EXERCISE: Find every line of the material that contains the string "blue", matching case, and copy each of those lines.

▶

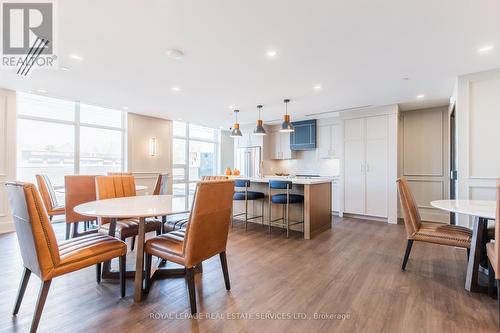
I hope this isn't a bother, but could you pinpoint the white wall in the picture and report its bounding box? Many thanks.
[0,89,16,233]
[453,69,500,225]
[127,113,172,194]
[399,106,450,223]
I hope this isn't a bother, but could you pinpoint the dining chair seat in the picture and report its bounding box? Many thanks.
[271,193,304,204]
[413,222,472,248]
[233,191,264,200]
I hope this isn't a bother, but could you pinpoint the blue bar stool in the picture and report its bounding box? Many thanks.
[269,180,304,238]
[233,179,265,230]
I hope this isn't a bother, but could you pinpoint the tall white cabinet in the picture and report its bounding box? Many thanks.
[344,115,395,218]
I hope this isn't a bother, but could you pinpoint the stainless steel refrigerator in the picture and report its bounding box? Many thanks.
[236,147,262,178]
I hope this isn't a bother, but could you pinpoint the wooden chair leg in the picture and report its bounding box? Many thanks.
[130,236,136,251]
[30,280,52,333]
[186,267,198,315]
[401,239,413,271]
[95,262,102,283]
[144,253,153,294]
[12,267,31,316]
[118,255,127,297]
[219,252,231,290]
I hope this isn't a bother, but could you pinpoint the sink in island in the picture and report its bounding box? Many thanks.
[231,176,333,239]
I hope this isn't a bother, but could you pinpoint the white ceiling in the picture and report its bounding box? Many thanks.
[0,0,500,127]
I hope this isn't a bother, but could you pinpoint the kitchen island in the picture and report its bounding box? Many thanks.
[231,177,333,239]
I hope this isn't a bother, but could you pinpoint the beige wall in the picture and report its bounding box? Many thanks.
[127,113,172,194]
[399,106,449,223]
[453,69,500,225]
[0,89,16,233]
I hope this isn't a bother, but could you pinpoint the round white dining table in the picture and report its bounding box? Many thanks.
[74,195,187,302]
[431,200,496,292]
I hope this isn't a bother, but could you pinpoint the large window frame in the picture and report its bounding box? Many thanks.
[16,95,127,187]
[172,121,220,208]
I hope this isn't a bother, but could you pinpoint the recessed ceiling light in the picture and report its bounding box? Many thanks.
[266,50,278,58]
[476,45,494,54]
[69,54,83,61]
[167,49,184,60]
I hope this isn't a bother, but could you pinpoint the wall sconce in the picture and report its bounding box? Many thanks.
[149,138,156,156]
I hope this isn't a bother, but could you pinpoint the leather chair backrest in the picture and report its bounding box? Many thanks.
[95,175,136,224]
[35,175,57,210]
[201,176,229,182]
[153,173,168,195]
[183,180,234,268]
[396,177,422,238]
[64,176,97,223]
[5,182,61,281]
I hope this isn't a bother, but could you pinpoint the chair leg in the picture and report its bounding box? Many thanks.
[95,262,102,283]
[12,267,31,316]
[186,267,198,315]
[144,253,153,294]
[118,255,127,297]
[401,239,413,271]
[219,252,231,290]
[488,258,495,298]
[130,236,136,251]
[30,280,52,333]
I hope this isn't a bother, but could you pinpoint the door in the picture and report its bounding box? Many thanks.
[364,116,387,217]
[344,119,365,214]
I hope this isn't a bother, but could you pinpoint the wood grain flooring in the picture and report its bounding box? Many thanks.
[0,218,497,333]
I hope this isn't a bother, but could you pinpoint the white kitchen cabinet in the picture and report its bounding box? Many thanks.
[268,131,292,160]
[318,124,342,158]
[332,179,340,213]
[344,115,388,218]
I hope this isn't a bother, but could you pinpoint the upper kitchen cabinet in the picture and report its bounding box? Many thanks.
[264,129,292,160]
[290,119,316,150]
[318,124,343,158]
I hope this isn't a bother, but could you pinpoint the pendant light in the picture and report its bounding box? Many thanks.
[280,99,294,133]
[253,105,266,135]
[230,110,243,138]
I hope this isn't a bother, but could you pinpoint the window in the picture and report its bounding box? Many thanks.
[172,121,219,209]
[17,93,125,187]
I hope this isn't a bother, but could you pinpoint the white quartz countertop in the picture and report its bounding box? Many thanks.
[230,176,335,185]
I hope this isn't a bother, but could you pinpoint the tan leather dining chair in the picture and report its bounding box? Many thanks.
[64,176,97,239]
[486,179,500,327]
[96,176,161,251]
[397,178,472,270]
[35,175,65,221]
[6,182,127,332]
[145,180,234,314]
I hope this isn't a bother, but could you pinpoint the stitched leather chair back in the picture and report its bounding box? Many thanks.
[35,175,57,210]
[201,176,229,182]
[183,180,234,267]
[64,176,96,223]
[396,178,421,238]
[5,182,60,281]
[153,173,168,195]
[95,175,136,224]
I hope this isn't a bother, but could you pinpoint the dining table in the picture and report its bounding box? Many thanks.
[431,199,496,292]
[74,195,188,302]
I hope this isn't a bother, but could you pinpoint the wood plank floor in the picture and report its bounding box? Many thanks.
[0,218,497,333]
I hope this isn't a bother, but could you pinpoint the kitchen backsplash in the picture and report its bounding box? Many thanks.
[263,149,340,177]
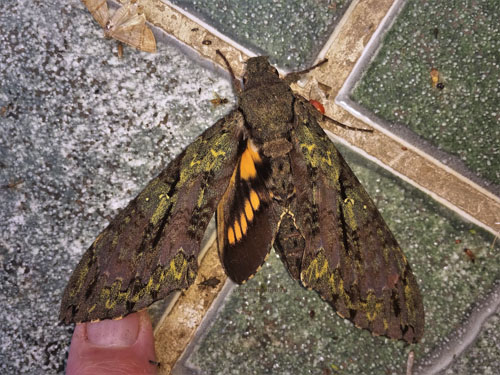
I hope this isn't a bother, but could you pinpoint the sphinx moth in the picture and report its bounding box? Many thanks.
[82,0,156,52]
[60,52,424,343]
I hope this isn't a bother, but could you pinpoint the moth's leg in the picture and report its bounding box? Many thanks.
[215,50,243,94]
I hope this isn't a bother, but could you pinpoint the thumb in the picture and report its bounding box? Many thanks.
[66,311,156,375]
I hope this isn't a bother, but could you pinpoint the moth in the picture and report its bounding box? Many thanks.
[82,0,156,52]
[60,54,424,343]
[210,92,229,108]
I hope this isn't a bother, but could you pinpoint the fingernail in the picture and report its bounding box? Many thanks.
[87,314,140,347]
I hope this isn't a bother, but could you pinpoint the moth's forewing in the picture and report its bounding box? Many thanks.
[60,111,244,323]
[82,0,109,28]
[217,141,277,283]
[288,99,424,343]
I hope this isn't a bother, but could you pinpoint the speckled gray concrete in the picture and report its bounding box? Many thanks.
[171,0,351,70]
[0,0,499,374]
[0,0,232,374]
[189,142,500,375]
[353,0,500,194]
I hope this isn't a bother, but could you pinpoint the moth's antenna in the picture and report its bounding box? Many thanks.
[283,59,328,84]
[283,59,373,133]
[320,116,373,133]
[215,50,243,94]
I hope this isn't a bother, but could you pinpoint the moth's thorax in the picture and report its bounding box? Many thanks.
[239,81,294,145]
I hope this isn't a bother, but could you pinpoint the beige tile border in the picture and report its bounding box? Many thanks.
[131,0,500,374]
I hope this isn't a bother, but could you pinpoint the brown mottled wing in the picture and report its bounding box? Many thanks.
[217,140,277,284]
[288,99,424,343]
[60,111,244,323]
[105,2,156,52]
[82,0,109,28]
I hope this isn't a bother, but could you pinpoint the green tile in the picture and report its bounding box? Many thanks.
[352,0,500,187]
[190,142,500,375]
[172,0,350,70]
[439,312,500,375]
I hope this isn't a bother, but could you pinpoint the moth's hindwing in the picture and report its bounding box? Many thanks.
[288,99,424,343]
[217,140,277,283]
[60,111,244,323]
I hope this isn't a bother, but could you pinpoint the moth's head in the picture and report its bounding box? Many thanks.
[243,56,280,90]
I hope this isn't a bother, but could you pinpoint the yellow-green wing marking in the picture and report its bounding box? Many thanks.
[60,111,244,323]
[290,99,424,343]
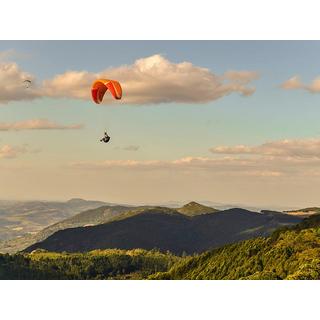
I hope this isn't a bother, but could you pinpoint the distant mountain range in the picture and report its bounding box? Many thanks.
[0,199,106,240]
[284,207,320,218]
[149,214,320,280]
[25,202,301,254]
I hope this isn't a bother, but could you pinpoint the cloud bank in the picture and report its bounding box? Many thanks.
[0,55,259,105]
[0,119,84,131]
[281,76,320,93]
[0,145,27,159]
[69,139,320,178]
[210,139,320,159]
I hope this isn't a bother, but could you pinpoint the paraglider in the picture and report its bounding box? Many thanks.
[23,79,32,89]
[91,79,122,104]
[100,131,110,143]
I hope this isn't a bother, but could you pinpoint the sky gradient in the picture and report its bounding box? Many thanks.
[0,41,320,207]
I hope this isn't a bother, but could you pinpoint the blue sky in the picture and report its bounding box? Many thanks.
[0,41,320,208]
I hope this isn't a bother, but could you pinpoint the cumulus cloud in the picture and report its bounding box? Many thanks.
[0,52,259,104]
[69,157,282,177]
[0,145,27,159]
[0,119,84,131]
[0,62,41,103]
[281,76,320,93]
[224,70,259,84]
[210,139,320,159]
[114,145,140,151]
[42,55,258,104]
[69,139,320,179]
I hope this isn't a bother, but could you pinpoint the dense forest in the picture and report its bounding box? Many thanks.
[0,215,320,280]
[0,249,179,280]
[150,215,320,280]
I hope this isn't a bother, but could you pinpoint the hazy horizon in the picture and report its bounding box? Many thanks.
[0,41,320,208]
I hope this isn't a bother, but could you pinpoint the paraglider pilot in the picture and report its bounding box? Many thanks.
[100,131,110,143]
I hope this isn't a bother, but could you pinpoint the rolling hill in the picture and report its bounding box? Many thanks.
[0,199,106,240]
[284,207,320,218]
[150,215,320,280]
[0,203,132,253]
[25,207,301,254]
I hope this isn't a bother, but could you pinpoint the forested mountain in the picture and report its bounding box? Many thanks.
[0,199,106,240]
[151,215,320,280]
[0,215,320,280]
[25,207,301,254]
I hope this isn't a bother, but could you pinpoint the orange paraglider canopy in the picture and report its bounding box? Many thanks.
[91,79,122,104]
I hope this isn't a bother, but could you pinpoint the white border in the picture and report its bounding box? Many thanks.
[0,280,319,320]
[0,0,320,40]
[0,0,320,320]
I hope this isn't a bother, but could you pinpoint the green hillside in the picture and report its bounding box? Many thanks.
[284,207,320,217]
[25,207,301,255]
[177,201,219,216]
[0,249,181,280]
[150,215,320,280]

◀

REPLY:
I hope this isn't a bother, but could you pinpoint the blue bar stool in the picture and report its bounding box? Many thanks.
I hope this isn't a bother, but could you pinpoint the blue sky in the picture and report its bounding box? Many thanks.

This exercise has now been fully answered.